§ **To do**:
1. Translate into Spanish this sentence from the court memorandum below: "For the reasons discussed below, Defendant's Motion to Compel is MOOT IN PART, GRANTED IN PART, and DENIED IN PART."
2. Update the court memorandum below by writing out the passage between "MEMORANDUM AND ORDER" and "DENIED IN PART.", inclusive, with "Lastly" changed to "Finally".
3. Answer these questions using the court memorandum below:
(a) What is the civil case number?
(b) Who signed the memorandum as United States District Judge?
(c) Under what docket number is the Motion to Compel listed?

*** Given text ***

United States District Court, District of Puerto Rico
Oct 26, 2022
Civil 20-1648 (RAM) (D.P.R. Oct. 26, 2022)

Opinion

Civil 20-1648 (RAM)

10-26-2022

NATHAN ROWAN, individually and on behalf of all others similarly situated Plaintiff v. BROCK PIERCE Defendant


MEMORANDUM AND ORDER

RAUL M. ARIAS-MARXUACH, United States District Judge

Pending before the Court is Defendant Brock Pierce's (“Pierce” or “Defendant”) Motion to Compel Complete Responses to First Set of Discovery (“Motion to Compel”). (Docket No. 61). Plaintiff Nathan Rowan (“Plaintiff” or “Rowan”) filed a Response in Opposition, reiterating objections to certain discovery requests and notifying the Court of amended responses thereto. (Docket No. 63). Lastly, Defendant filed a Reply informing the Court as to which discovery requests were resolved by Plaintiff's amended responses. (Docket No. 70). For the reasons discussed below, Defendant's Motion to Compel is MOOT IN PART, GRANTED IN PART, and DENIED IN PART.

*** Record set ***

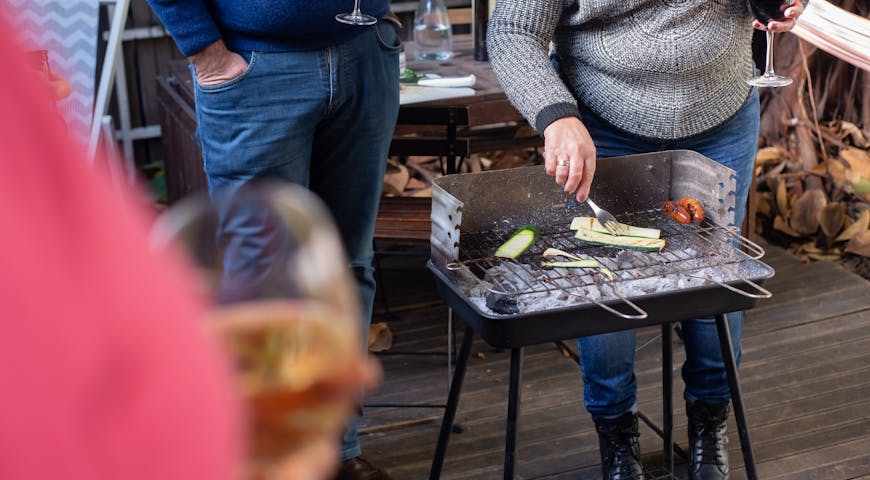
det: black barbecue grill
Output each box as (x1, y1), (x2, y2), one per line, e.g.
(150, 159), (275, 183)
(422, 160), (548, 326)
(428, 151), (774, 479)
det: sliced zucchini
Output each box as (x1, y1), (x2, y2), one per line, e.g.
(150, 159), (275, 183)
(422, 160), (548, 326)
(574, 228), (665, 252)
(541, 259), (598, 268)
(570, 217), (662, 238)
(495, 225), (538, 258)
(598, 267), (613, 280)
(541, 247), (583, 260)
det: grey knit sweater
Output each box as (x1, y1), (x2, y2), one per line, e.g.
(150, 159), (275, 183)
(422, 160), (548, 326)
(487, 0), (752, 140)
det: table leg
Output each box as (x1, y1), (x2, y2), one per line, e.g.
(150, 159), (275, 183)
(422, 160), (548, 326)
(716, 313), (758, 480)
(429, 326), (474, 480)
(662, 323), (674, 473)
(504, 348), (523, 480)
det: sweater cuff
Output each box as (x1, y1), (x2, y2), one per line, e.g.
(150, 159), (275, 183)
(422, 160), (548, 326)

***
*** Record set ***

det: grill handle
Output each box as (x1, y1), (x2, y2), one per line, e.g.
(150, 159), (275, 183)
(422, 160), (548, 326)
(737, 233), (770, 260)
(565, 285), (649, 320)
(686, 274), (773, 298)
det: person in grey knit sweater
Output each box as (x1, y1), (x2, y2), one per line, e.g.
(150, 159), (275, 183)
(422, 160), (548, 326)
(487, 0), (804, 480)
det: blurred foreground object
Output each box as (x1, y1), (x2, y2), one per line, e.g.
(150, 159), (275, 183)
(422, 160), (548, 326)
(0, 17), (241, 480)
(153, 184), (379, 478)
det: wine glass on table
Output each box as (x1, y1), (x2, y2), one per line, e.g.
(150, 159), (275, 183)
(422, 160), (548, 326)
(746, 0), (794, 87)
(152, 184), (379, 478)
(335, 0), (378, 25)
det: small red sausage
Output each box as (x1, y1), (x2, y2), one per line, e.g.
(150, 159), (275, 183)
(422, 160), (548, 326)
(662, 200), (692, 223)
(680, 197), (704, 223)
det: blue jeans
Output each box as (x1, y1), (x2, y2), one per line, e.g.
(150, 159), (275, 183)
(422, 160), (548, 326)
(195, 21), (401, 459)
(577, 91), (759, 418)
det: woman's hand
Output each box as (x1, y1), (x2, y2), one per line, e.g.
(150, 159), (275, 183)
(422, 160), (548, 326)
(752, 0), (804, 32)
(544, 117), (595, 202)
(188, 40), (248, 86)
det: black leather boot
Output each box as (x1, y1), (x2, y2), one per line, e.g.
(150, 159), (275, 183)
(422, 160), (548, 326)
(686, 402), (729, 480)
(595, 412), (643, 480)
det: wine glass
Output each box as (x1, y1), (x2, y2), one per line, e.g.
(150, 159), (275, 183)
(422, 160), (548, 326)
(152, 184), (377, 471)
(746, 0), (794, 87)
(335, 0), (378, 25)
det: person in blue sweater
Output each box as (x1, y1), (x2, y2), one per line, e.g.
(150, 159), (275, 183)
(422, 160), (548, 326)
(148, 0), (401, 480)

***
*** Record set ***

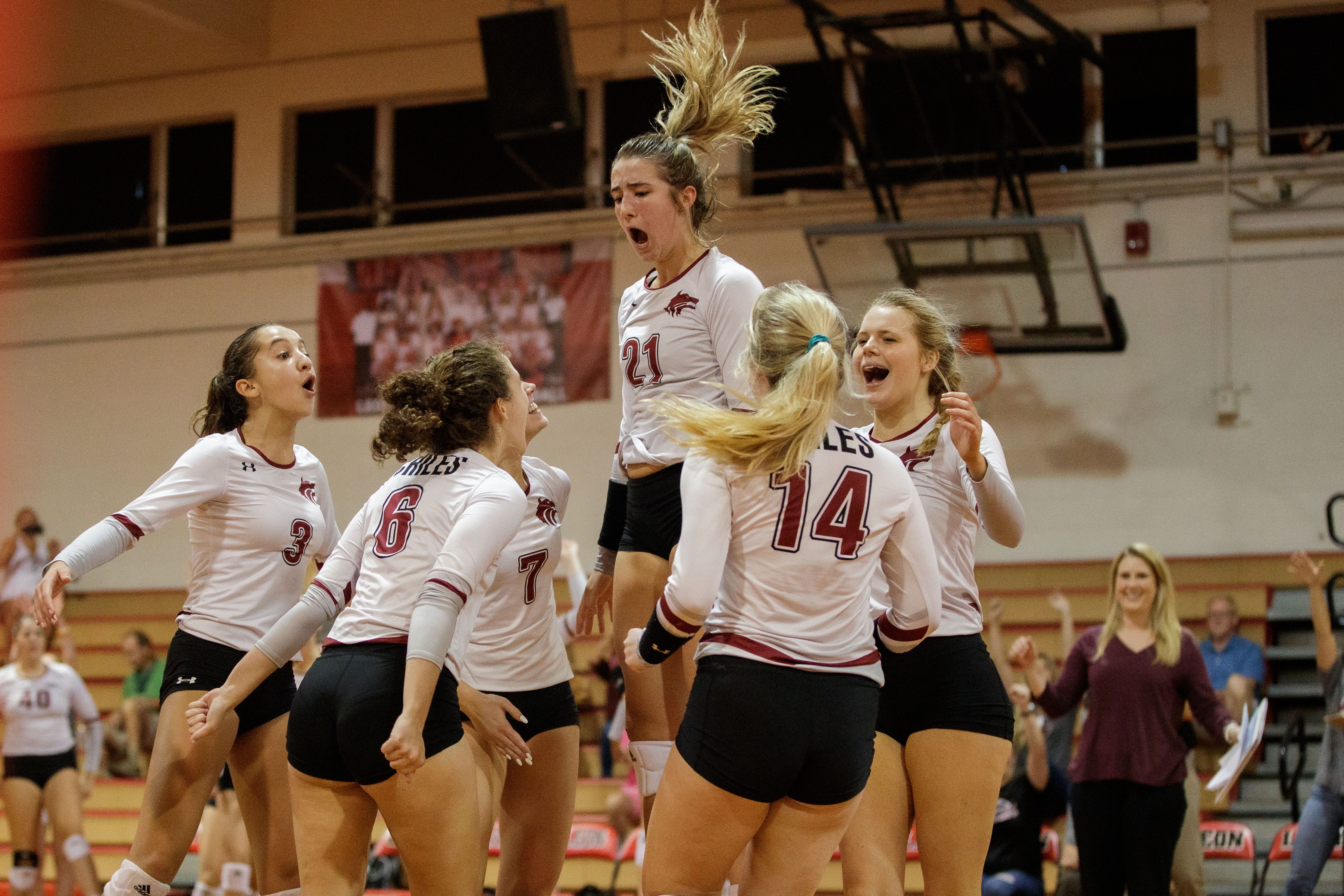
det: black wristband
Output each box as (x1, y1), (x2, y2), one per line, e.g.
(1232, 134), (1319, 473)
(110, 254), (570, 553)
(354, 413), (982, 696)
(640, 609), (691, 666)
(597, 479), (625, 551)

***

§ **Per-task answers**:
1. Por las razones que se exponen a continuación, la Moción para Compeler del demandado se declara ACADÉMICA EN PARTE, se CONCEDE EN PARTE y se DENIEGA EN PARTE.

2.
MEMORANDUM AND ORDER

RAUL M. ARIAS-MARXUACH, United States District Judge

Pending before the Court is Defendant Brock Pierce's (“Pierce” or “Defendant”) Motion to Compel Complete Responses to First Set of Discovery (“Motion to Compel”). (Docket No. 61). Plaintiff Nathan Rowan (“Plaintiff” or “Rowan”) filed a Response in Opposition, reiterating objections to certain discovery requests and notifying the Court of amended responses thereto. (Docket No. 63). Finally, Defendant filed a Reply informing the Court as to which discovery requests were resolved by Plaintiff's amended responses. (Docket No. 70). For the reasons discussed below, Defendant's Motion to Compel is MOOT IN PART, GRANTED IN PART, and DENIED IN PART.

3.
(a) Civil 20-1648 (RAM)
(b) Raul M. Arias-Marxuach
(c) Docket No. 61